**What is expected:**
Quote exactly, and only, the lines from the one containing "Target: man's short hair" through the end of the material below. Skip pictures.

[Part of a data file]
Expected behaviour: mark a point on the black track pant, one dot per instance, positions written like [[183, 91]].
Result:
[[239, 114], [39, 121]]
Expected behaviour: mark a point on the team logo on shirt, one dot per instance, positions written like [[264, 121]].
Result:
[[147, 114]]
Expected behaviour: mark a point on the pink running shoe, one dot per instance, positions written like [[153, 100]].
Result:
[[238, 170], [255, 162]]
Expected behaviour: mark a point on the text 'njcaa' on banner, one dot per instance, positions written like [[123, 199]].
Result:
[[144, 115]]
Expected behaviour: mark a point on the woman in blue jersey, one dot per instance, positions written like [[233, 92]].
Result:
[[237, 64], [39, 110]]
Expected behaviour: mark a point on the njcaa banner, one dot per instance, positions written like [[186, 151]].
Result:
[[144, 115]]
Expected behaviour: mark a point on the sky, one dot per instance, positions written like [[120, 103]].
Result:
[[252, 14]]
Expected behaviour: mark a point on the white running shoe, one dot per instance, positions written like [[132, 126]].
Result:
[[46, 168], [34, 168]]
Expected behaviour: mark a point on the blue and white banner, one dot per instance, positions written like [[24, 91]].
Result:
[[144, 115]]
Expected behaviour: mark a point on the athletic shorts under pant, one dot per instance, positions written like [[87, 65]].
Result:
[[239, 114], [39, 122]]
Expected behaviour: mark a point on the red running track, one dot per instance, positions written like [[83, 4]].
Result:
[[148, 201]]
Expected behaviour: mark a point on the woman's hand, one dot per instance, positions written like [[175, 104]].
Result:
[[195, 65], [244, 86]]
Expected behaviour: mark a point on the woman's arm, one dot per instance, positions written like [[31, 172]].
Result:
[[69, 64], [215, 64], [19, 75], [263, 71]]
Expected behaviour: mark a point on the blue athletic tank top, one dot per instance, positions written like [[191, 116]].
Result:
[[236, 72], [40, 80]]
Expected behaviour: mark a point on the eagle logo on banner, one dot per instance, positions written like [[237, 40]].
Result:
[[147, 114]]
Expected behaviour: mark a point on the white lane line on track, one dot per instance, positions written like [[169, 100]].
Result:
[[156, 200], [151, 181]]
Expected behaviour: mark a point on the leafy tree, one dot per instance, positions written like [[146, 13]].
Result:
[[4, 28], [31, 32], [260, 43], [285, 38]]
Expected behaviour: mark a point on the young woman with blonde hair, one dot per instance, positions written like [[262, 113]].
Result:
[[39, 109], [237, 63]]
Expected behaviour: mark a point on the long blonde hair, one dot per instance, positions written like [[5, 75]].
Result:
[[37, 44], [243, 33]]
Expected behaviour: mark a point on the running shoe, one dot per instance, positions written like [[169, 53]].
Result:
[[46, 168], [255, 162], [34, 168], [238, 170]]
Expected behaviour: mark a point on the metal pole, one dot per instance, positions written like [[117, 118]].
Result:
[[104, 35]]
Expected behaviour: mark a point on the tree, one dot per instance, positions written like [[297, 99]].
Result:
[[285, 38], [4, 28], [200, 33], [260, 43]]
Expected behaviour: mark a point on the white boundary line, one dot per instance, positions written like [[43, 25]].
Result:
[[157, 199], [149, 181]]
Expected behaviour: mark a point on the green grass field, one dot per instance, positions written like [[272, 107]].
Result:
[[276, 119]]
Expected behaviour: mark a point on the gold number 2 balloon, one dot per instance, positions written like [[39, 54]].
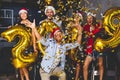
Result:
[[111, 23], [19, 59]]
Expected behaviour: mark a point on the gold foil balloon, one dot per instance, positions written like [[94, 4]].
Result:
[[46, 27], [112, 28], [19, 59]]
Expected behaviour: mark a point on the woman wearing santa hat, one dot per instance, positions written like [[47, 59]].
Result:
[[23, 14], [53, 62], [50, 14]]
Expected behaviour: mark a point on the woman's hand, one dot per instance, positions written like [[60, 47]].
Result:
[[31, 25]]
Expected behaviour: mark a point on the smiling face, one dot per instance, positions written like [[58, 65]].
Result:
[[23, 15], [58, 36], [49, 13]]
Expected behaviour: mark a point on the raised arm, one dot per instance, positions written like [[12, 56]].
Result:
[[34, 31], [79, 34]]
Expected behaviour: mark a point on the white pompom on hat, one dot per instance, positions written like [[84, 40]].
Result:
[[50, 7], [22, 10]]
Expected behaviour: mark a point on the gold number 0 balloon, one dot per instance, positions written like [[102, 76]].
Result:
[[111, 28], [19, 59]]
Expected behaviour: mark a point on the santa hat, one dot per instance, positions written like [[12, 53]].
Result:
[[50, 7], [90, 13], [55, 30], [79, 14], [22, 10]]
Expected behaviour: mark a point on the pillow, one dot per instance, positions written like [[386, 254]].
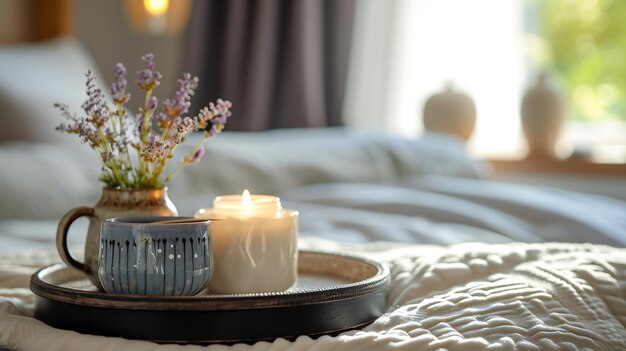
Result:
[[33, 77]]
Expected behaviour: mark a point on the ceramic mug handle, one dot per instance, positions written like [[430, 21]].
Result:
[[64, 226]]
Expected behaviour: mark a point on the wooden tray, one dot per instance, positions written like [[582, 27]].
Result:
[[334, 293]]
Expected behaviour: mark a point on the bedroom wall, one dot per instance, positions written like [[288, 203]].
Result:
[[103, 29]]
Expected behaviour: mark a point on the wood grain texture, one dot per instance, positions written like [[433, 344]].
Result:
[[353, 295]]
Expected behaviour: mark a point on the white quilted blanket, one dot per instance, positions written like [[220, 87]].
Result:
[[464, 297]]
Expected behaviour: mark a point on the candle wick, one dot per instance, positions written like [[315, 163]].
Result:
[[246, 198]]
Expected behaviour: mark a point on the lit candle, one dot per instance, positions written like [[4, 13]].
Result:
[[254, 244]]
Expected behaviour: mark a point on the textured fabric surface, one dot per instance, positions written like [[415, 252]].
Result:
[[33, 77], [465, 297], [45, 180]]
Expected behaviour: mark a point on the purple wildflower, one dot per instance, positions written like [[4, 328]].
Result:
[[118, 88], [212, 119], [95, 106], [156, 151], [195, 157], [148, 78], [153, 103], [185, 88]]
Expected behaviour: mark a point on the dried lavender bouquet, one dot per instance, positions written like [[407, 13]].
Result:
[[134, 148]]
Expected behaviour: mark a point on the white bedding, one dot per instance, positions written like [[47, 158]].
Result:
[[362, 193], [466, 297]]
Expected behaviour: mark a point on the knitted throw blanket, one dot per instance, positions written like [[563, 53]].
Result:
[[464, 297]]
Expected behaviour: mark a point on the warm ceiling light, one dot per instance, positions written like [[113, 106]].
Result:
[[156, 7], [158, 17]]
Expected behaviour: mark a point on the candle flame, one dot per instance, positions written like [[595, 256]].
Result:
[[246, 198], [156, 7]]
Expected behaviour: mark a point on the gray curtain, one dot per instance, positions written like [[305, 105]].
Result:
[[283, 63]]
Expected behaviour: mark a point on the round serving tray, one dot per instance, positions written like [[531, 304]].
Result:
[[334, 293]]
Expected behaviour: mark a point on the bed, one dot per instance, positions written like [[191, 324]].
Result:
[[476, 264]]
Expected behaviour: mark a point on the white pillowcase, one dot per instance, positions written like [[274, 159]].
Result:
[[33, 77]]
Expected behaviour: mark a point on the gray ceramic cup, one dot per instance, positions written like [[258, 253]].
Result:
[[140, 257]]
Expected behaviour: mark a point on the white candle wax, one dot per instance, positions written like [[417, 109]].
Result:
[[254, 244]]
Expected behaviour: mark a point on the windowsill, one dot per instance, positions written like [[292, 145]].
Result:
[[554, 167]]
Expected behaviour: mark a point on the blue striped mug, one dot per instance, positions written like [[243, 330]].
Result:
[[155, 255]]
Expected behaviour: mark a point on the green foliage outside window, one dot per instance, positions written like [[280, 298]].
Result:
[[585, 43]]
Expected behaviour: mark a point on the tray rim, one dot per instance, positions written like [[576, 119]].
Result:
[[374, 284]]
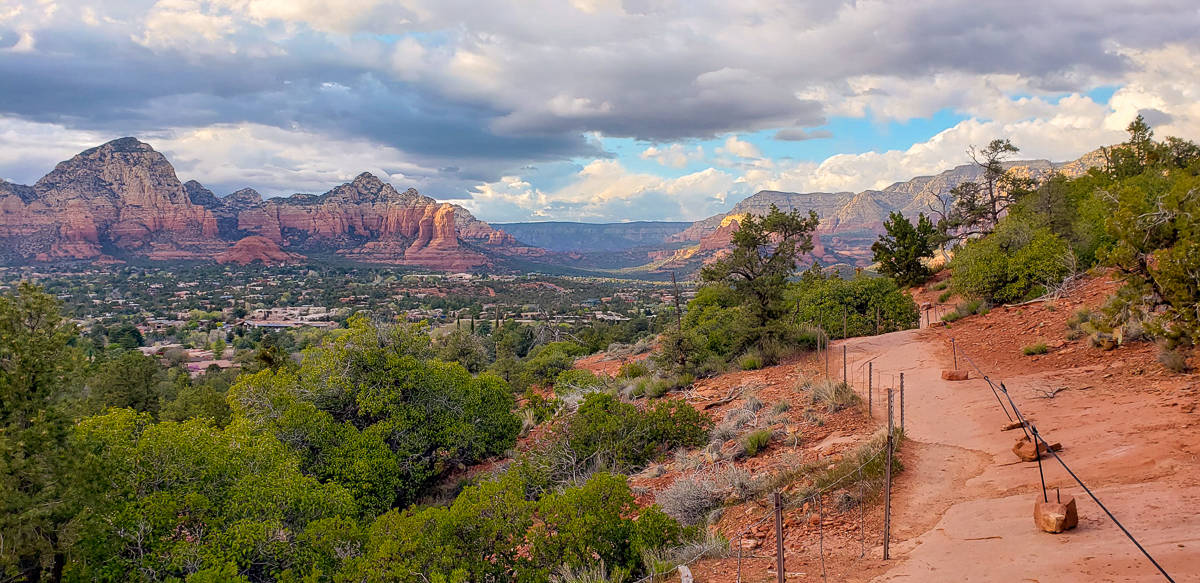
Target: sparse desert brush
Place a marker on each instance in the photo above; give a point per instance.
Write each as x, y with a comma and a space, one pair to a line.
1079, 318
753, 404
750, 361
591, 574
661, 562
1173, 359
738, 482
738, 418
1038, 348
810, 415
724, 432
689, 499
633, 370
846, 500
756, 442
833, 395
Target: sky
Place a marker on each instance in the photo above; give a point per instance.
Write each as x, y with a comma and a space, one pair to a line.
597, 110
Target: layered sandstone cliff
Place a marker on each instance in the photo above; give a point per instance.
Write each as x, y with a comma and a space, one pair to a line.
124, 198
257, 248
120, 197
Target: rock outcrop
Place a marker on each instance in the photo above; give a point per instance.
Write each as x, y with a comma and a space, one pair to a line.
257, 248
851, 222
121, 196
124, 198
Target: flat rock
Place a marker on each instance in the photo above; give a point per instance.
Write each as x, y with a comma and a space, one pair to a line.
1057, 515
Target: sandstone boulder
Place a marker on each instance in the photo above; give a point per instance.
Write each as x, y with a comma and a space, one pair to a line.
1025, 450
1057, 515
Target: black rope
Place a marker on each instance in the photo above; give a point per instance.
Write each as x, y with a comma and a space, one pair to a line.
1115, 521
1037, 438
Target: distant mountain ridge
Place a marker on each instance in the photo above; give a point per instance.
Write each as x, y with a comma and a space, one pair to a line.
124, 199
571, 236
851, 222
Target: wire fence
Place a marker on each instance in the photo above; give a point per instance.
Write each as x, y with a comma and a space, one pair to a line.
816, 494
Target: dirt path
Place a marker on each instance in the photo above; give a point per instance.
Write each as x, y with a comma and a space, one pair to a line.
963, 508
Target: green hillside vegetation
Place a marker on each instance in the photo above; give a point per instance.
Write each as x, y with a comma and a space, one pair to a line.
1137, 214
318, 468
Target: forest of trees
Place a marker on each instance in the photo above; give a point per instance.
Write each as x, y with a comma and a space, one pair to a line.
378, 452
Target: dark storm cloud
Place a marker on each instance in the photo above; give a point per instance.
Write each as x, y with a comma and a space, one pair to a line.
489, 88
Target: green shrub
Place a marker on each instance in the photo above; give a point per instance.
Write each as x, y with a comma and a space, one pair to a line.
834, 396
633, 370
1031, 349
823, 300
756, 442
576, 379
750, 361
1013, 264
623, 438
1078, 318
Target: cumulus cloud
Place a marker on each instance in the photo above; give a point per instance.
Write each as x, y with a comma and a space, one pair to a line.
675, 155
737, 148
455, 94
801, 134
606, 191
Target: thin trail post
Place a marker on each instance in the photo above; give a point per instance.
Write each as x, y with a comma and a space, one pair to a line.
739, 558
1038, 454
683, 355
827, 358
821, 535
870, 396
862, 512
779, 538
887, 487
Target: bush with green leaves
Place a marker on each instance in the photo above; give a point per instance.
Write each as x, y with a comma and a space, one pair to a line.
168, 498
1017, 263
379, 385
870, 305
756, 442
901, 250
623, 438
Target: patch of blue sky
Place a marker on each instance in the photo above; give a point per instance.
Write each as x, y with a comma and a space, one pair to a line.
847, 136
1102, 94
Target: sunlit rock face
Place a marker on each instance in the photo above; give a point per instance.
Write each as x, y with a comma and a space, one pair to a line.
124, 198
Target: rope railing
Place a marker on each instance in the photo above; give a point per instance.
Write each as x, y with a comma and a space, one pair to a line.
1031, 432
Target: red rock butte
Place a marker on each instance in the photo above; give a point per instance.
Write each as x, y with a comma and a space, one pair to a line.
123, 198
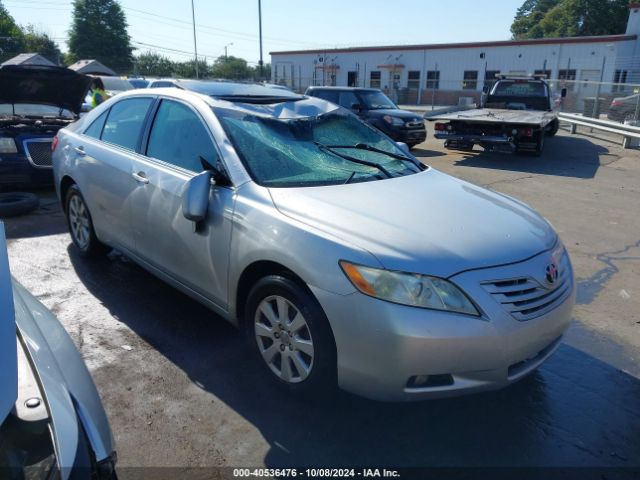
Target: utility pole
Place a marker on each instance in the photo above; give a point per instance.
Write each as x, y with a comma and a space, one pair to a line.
260, 63
195, 44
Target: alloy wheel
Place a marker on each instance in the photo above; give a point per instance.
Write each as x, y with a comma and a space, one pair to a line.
284, 339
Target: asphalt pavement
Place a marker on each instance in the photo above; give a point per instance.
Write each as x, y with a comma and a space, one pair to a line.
181, 391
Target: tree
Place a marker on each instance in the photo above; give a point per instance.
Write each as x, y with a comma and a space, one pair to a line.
11, 37
40, 42
569, 18
99, 31
153, 65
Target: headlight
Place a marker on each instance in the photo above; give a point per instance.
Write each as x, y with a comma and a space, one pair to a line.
393, 120
8, 145
409, 289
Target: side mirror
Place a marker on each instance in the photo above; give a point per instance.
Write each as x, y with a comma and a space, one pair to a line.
195, 197
404, 147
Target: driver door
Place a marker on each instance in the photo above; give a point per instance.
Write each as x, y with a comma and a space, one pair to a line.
164, 238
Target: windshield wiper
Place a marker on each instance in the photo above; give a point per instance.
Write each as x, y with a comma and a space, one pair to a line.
369, 148
329, 149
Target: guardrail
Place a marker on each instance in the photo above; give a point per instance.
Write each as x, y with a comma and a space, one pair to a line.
628, 132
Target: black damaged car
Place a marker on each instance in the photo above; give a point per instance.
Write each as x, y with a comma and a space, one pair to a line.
35, 102
375, 108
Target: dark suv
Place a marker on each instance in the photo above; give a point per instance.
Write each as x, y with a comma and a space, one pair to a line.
375, 108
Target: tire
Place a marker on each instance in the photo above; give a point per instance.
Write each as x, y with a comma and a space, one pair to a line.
308, 350
80, 225
17, 203
554, 127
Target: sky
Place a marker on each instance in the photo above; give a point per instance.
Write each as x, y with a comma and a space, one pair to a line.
165, 27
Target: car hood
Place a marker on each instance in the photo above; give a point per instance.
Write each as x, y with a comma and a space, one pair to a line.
8, 351
427, 223
396, 112
39, 84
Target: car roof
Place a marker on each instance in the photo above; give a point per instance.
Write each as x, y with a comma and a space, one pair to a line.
249, 98
359, 89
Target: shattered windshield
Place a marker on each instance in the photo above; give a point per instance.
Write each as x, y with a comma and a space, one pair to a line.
312, 151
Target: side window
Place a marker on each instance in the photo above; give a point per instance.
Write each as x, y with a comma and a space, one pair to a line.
179, 137
95, 129
125, 120
347, 99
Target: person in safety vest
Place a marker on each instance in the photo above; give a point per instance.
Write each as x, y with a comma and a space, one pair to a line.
98, 94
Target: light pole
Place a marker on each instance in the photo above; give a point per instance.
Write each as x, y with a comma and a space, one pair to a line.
225, 50
195, 44
260, 63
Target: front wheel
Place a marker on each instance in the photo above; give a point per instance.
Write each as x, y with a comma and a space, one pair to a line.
81, 226
291, 335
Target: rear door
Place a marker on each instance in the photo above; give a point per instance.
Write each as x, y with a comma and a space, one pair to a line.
106, 153
178, 139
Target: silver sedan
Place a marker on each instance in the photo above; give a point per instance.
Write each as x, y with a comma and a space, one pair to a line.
347, 261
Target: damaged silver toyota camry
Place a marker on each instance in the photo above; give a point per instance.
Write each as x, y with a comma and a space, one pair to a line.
52, 423
345, 259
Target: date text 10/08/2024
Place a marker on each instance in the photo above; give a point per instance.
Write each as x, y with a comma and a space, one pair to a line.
315, 473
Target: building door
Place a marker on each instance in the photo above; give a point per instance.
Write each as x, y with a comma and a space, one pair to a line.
587, 86
352, 79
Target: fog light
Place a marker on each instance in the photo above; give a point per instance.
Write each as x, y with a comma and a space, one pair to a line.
428, 381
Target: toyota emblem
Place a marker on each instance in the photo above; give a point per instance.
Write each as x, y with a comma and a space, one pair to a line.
551, 273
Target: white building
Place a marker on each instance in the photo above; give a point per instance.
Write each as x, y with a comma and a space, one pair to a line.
441, 73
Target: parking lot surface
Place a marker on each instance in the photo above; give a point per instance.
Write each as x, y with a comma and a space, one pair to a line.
180, 389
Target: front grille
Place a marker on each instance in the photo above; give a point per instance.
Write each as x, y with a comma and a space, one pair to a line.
526, 298
39, 152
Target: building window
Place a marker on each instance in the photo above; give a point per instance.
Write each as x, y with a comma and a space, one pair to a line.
374, 79
413, 79
352, 79
490, 78
470, 81
569, 77
620, 77
433, 79
546, 73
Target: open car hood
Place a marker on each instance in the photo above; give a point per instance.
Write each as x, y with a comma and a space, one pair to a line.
39, 84
8, 339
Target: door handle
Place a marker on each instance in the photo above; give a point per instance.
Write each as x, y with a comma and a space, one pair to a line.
140, 177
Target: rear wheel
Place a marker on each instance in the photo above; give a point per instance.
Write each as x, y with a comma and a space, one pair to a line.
291, 335
81, 226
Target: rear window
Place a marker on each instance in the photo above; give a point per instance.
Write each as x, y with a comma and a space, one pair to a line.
125, 121
116, 84
328, 95
517, 88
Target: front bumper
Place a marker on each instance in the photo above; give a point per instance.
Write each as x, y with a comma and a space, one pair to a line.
383, 346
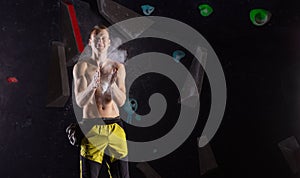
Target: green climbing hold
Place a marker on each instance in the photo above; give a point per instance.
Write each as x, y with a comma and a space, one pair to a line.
205, 9
259, 17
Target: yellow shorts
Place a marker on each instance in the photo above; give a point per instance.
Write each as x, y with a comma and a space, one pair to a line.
107, 139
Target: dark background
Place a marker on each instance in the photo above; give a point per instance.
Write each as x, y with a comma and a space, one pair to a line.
261, 66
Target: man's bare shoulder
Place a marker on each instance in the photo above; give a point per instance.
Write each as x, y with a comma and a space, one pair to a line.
80, 66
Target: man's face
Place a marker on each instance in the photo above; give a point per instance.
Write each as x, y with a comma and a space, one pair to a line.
100, 42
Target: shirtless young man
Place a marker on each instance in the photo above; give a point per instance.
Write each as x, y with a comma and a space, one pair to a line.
99, 85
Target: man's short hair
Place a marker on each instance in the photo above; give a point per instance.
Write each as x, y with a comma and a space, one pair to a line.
97, 29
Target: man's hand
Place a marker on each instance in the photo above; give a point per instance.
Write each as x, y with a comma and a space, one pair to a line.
96, 79
114, 75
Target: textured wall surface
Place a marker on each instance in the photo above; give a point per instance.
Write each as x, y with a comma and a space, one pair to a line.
261, 66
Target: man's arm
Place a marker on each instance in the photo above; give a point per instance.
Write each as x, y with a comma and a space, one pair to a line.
83, 92
118, 87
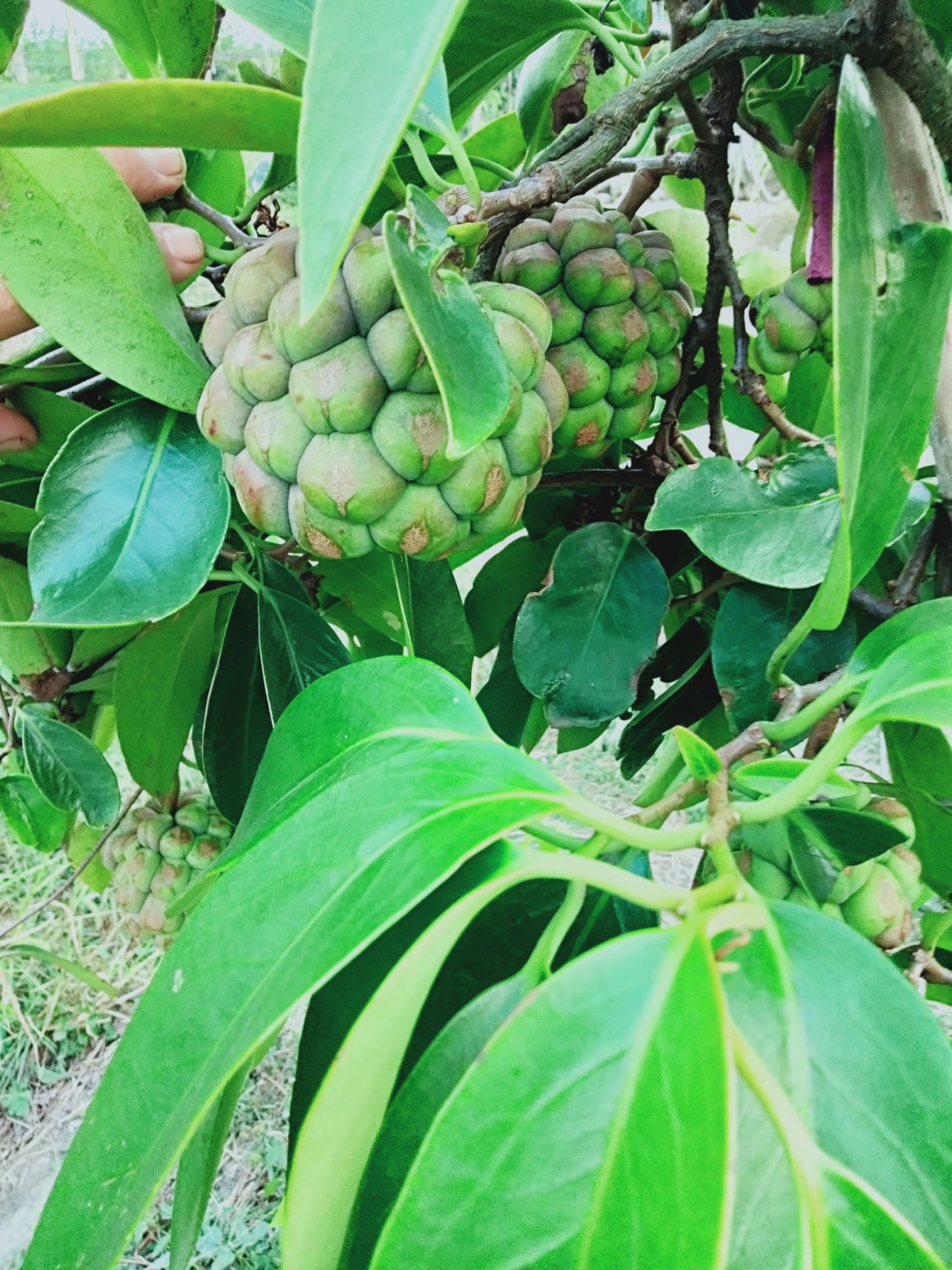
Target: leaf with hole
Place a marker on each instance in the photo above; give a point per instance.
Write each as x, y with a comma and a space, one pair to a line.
582, 642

**Exercise answer:**
Target: man's short hair
Place a marker on each instance in the photo above; give a point per instance.
Write each as x, y with a comma and a space, one pair to a line.
97, 29
Target: man's hand
Place a marker on each instance in the photo above; give a point per instance.
Write each as x, y with a comma and a space, one pair to a line.
96, 79
114, 75
Target: textured wall surface
Place a marker on each instance in the photo above; give a point per instance.
Write each as x, y with a comma and a space, one pair to a line.
261, 66
Target: man's arm
Place a marker on each instance in the photo above; give a point per instance.
Write each as x, y with a comma and a space, one pair to a line.
83, 92
118, 87
Target: leaf with hole
Place a marker on each instance in the photo above; give a point per instance.
Write each as x, y with a comma and a space, one pair to a line.
582, 642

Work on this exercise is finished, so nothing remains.